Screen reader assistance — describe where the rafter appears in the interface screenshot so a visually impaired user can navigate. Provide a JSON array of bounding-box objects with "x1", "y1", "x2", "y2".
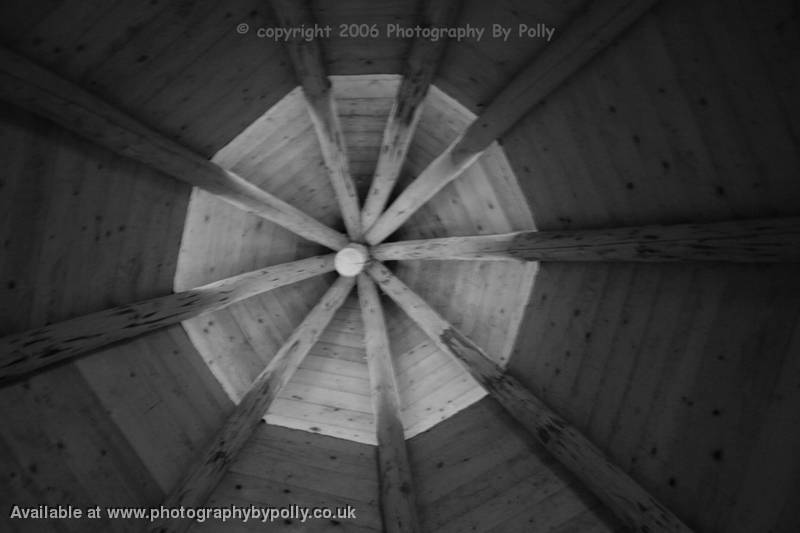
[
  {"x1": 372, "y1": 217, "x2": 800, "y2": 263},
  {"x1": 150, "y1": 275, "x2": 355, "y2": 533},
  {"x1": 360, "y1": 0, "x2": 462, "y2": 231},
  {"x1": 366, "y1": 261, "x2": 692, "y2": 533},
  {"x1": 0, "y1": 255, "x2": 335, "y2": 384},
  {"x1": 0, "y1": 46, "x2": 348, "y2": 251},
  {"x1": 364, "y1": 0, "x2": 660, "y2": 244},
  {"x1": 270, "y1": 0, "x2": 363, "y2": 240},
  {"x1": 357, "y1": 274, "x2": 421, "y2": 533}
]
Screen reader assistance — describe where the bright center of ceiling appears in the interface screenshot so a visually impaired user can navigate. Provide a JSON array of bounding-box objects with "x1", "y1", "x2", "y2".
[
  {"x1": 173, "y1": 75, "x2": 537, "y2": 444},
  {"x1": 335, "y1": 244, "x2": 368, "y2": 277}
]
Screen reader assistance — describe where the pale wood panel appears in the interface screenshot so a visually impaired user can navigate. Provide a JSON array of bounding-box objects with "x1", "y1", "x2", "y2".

◇ ◇ ◇

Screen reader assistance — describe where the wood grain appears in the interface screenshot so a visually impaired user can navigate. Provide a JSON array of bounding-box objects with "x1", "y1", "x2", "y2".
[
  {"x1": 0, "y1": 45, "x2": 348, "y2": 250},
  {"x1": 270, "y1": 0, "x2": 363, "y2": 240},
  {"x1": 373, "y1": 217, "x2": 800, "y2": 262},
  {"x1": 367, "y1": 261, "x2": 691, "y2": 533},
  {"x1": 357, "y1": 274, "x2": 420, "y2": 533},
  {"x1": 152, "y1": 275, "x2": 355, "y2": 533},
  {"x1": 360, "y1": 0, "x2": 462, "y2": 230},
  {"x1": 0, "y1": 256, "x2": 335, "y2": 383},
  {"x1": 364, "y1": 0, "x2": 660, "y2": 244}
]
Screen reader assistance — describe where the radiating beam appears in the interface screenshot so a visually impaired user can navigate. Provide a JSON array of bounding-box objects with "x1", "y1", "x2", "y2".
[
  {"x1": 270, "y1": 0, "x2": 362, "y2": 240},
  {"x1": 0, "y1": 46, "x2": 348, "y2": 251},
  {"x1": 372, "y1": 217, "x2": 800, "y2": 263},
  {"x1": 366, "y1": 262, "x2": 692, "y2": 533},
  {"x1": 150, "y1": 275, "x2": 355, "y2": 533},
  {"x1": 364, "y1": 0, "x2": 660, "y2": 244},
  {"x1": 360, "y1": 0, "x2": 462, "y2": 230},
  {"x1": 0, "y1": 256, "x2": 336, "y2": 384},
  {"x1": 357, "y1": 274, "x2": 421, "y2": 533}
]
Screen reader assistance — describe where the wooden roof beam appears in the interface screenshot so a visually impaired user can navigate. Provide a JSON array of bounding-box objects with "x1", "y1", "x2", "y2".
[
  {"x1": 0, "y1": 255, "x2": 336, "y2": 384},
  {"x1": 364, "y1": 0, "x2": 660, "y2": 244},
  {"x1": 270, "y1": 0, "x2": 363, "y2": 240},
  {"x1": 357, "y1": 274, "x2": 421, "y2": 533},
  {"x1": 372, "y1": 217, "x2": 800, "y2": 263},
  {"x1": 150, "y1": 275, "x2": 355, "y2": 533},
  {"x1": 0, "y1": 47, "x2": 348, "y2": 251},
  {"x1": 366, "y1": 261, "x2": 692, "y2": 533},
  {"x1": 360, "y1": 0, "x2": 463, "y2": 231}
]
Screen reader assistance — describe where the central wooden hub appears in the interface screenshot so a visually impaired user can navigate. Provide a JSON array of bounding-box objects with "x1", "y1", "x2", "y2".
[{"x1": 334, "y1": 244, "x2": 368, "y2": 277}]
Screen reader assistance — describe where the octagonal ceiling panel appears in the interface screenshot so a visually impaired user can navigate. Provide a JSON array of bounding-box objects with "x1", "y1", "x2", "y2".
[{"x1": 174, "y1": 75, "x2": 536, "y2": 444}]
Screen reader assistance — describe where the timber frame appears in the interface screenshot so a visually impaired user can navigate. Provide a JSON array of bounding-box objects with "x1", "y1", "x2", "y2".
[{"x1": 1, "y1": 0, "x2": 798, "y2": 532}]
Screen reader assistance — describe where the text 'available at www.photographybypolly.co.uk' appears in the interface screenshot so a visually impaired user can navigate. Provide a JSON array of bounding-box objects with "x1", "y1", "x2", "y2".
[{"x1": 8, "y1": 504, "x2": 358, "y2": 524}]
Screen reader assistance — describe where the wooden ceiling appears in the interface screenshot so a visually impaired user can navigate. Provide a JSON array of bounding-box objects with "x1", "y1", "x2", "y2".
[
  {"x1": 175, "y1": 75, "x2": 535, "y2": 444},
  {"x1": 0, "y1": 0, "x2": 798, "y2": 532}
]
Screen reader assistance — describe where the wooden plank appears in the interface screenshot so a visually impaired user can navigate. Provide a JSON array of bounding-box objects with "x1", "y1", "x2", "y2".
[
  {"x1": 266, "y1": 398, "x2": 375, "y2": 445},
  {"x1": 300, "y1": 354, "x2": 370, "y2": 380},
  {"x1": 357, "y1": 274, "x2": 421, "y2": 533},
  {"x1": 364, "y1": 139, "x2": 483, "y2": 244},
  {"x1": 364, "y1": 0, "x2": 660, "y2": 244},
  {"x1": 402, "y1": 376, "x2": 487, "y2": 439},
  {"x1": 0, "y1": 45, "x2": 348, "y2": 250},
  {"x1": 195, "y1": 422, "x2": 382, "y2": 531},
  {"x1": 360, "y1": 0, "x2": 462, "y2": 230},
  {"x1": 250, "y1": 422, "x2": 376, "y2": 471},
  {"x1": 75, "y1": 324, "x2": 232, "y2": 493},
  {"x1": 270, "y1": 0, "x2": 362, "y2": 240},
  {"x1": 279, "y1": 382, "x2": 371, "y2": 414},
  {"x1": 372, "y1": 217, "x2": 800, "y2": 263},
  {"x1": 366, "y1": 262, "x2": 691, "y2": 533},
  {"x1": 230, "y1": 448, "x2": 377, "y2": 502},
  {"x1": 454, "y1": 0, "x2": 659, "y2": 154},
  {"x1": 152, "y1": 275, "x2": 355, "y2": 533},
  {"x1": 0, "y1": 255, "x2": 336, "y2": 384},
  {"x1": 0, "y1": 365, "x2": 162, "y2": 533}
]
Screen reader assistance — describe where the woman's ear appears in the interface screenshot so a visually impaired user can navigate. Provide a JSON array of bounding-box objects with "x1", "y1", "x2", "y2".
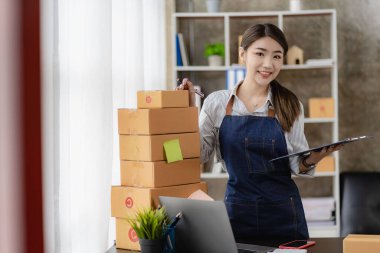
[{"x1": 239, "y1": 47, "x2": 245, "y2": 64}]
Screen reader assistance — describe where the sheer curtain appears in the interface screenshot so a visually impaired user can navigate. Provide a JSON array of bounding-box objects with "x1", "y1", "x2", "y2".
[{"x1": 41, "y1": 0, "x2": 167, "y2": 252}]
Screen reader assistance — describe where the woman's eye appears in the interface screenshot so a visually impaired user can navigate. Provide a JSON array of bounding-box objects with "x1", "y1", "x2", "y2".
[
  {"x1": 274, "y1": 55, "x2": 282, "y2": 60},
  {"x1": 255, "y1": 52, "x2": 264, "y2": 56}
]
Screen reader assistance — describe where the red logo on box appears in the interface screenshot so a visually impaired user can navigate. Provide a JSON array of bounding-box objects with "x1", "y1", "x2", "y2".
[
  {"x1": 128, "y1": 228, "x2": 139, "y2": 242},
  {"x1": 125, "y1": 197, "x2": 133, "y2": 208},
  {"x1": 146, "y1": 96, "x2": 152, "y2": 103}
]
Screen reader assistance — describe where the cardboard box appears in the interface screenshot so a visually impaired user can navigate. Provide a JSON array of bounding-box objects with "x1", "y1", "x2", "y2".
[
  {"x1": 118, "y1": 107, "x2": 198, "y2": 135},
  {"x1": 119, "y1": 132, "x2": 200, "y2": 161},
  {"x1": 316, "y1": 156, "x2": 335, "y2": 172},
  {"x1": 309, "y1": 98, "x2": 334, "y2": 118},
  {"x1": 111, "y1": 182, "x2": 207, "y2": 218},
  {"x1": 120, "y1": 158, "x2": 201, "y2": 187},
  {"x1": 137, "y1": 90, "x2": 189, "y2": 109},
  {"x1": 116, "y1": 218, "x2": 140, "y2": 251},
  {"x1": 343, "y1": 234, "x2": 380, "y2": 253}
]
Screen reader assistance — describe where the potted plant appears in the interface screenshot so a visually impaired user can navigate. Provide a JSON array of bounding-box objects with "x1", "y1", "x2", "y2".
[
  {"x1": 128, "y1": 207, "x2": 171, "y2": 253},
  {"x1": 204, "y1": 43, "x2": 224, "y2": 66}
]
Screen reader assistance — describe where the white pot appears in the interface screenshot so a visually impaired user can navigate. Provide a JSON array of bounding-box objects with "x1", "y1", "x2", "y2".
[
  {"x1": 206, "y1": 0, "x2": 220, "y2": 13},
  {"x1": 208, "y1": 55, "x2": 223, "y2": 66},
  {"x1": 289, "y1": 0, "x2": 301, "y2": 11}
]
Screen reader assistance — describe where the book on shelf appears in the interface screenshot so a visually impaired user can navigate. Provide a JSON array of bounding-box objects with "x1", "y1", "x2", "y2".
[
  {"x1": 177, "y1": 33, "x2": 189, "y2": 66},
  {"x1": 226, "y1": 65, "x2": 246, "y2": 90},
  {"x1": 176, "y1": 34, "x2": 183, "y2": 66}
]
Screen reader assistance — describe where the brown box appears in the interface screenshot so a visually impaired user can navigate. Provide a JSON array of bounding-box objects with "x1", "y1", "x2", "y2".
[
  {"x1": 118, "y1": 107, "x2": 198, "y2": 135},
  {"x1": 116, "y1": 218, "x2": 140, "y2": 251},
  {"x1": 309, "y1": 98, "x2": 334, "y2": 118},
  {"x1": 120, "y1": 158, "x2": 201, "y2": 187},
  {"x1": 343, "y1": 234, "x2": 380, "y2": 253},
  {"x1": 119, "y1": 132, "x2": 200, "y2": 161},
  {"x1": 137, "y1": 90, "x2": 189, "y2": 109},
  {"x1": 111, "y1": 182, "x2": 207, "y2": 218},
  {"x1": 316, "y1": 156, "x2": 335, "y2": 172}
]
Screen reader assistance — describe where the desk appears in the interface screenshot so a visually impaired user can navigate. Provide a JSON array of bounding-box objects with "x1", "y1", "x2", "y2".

◇ ◇ ◇

_Task directions_.
Begin with the line that has "Screen reader assistance — describe where the bright" in the listing above and end after the line that has "Screen reader assistance — describe where the pale"; output those lines exactly.

_Problem solution_.
Screen reader assistance — describe where the bright center of ceiling appears in the interface screenshot so a visually impaired user can navigate. Provide a JSON array of bounding-box objects with "x1", "y1", "x2", "y2".
[
  {"x1": 173, "y1": 75, "x2": 537, "y2": 444},
  {"x1": 335, "y1": 244, "x2": 368, "y2": 277}
]
Screen reader assistance — describe where the pale wood panel appears in the interface screenshot so a visually impaired user can navigate. Provide a JSON array of bounding-box objects with "x1", "y1", "x2", "y2".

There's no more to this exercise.